- **Position note material**
* Start *
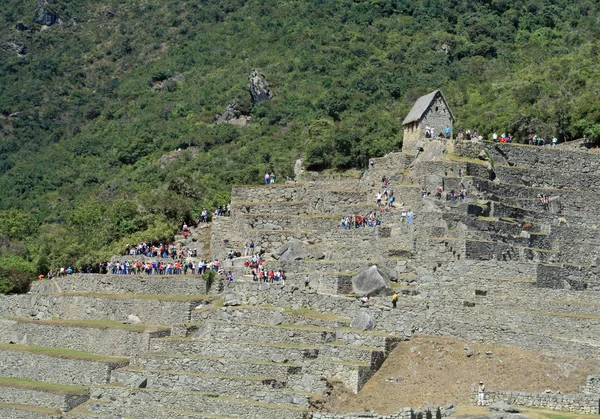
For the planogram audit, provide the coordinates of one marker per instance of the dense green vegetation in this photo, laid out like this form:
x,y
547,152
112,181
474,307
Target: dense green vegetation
x,y
81,131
* End *
- **AIM OF THE TASK**
Rewrite the material above with "dense green vegetation" changed to "thick green plants" everywhere and nothing else altered. Leave the picture out.

- **CORRECT OUTPUT**
For the planogram audit, provide the coordinates of one marker per instance of the thick green plants in this photo, laid out like this form:
x,y
547,152
112,181
474,307
Target: thick green plants
x,y
81,131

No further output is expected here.